──────── KUTIPAN TEKS
SinarPost.com, Banda Aceh – Anggota Dewan Perwakilan Rakyat Aceh (DPRA) Sulaiman SE, meminta Pemerintah Aceh transparan terkait pergeseran APBA sebesar Rp 1,7 triliun untuk penanganan wabah virus corona (Covid-19).
Dia menegaskan, Pemerintah Aceh wajib menyampaikan ke publik peruntukan anggaran tersebut agar masyarakat mengetahui kemana saja dana sebesar itu digunakan, apakah hanya untuk pembelian APD dan sembako, atau ada item-item lain.
“Karena itu, Pemerintah Aceh dalam hal ini Plt Gubernur Aceh Nova Iriansyah harus membuka diri menjelaskan kepada publik, dana APBA Rp 1,7 triliun untuk penanganan corona itu kemana saja peruntukannya, apa saja item-item yang dibelanjakan dan berapa anggaran yang dikeluarkan untuk per item itu sendiri,” tegas Sulaiman dalam Rapat Paripurna di gedung utama DPRA, Banda Aceh, Senin (20/4/2020).
“Ini menyangkut uang rakyat, jadi sepatutnya pemerintah harus transparan, apalagi informasi sudah sangat bias berseleweran di publik terkait alokasi dana penanganan Covid-19. Tapi hari ini Pemerintah Aceh seperti menutup diri ke publik, pasalnya jangankan masyarakat, DPR Aceh sendiri selaku lembaga negara tidak mengetahuinya. DPRA belum menerima draf pergeseran dana APBA untuk penanganan corona. Ini perlu dipertanyakan supaya tidak terjadi penyelewengan uang rakyat,” tambahnya.
Selain itu, mantan Ketua DPRK Aceh Besar tersebut juga mendesak Pemerintah Aceh untuk mempercepat realisasi anggaran penanganan corona, khususnya dalam bentuk bantuan kepada masyarakat yang sudah sangat mendesak. “Uangnya kan sudah ada, jumlahnya pun sangat besar. Jadi jangan dipendam lagi, harus sesegera mungkin direalisasi dan dinikmati oleh masyarakat,” pinta Sulaiman.
Dalam kesempatan tersebut, politisi Partai Aceh ini juga menyinggung kondisi warga Aceh yang berada di Malaysia. Dia menegaskan, masyarakat Aceh di negara jiran tersebut juga terhenti mata pencahariannya akibat Covid-19, untuk itu Pemerintah Aceh juga berkewajiban memikirkan nasib mereka disana.
“Bagaimana pun caranya, dana Rp 1,7 triliun itu juga harus dinikmati warga Aceh yang bertahan di Malaysia, seperti mahasiswa Aceh di Wuhan dulunya,” demikian pungkas Sulaiman.
────────────────
──────── DAFTAR BARIS
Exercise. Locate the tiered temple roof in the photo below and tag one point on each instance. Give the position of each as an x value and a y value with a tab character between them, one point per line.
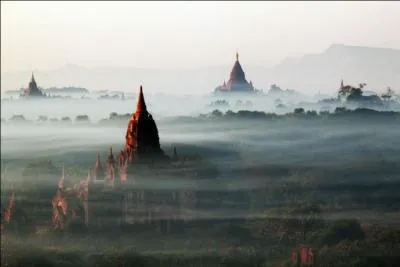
33	90
237	81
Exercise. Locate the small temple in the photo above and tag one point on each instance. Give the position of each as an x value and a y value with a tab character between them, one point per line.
33	90
237	82
123	181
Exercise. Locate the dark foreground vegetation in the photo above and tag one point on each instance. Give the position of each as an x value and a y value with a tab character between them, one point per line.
350	221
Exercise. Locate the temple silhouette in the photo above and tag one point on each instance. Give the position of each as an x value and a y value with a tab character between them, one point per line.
33	90
129	184
237	82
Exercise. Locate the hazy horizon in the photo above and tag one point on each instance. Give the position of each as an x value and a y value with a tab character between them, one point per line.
120	45
126	34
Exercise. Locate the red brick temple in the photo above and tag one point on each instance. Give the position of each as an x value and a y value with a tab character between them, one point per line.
237	82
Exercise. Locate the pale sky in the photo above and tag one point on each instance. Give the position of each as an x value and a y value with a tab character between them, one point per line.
172	35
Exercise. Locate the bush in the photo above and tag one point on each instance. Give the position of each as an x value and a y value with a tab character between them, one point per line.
339	231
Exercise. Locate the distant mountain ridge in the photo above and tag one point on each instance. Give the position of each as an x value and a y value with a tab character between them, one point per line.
321	72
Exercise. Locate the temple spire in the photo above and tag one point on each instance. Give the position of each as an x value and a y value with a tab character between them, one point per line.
141	104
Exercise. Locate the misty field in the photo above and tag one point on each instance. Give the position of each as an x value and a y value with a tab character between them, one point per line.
270	186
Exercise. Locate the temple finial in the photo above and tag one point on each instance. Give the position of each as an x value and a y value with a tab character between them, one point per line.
141	104
63	172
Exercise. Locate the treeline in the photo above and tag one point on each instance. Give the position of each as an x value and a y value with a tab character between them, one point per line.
298	113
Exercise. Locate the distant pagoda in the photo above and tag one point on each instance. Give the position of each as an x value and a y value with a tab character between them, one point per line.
237	81
33	90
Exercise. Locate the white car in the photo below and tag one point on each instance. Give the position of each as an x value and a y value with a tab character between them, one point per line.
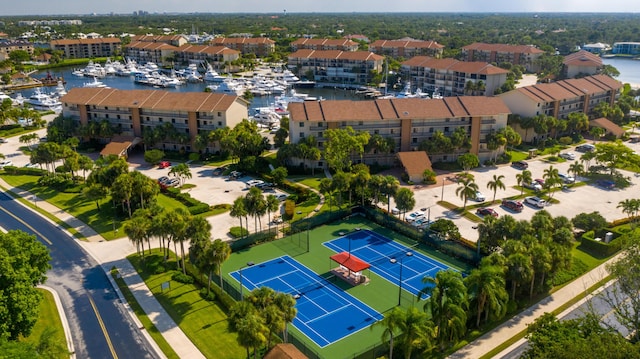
────────────────
KEGIATAN:
Nyatakan apakah tiap pernyataan di bawah ini sesuai dengan berita tentang pergeseran APBA. Jawab ya atau tidak, disertai kutipan persis dari berita yang menjadi penentunya.
1. DPRA sudah menerima draf pergeseran dana APBA untuk penanganan corona.
2. Sulaiman adalah politisi Partai Aceh.
3. Pergeseran APBA untuk penanganan Covid-19 bernilai Rp 1,7 triliun.

JAWABAN:
1. Tidak: "DPRA belum menerima draf pergeseran dana APBA untuk penanganan corona."
2. Ya: "politisi Partai Aceh ini"
3. Ya: "pergeseran APBA sebesar Rp 1,7 triliun untuk penanganan wabah virus corona (Covid-19)"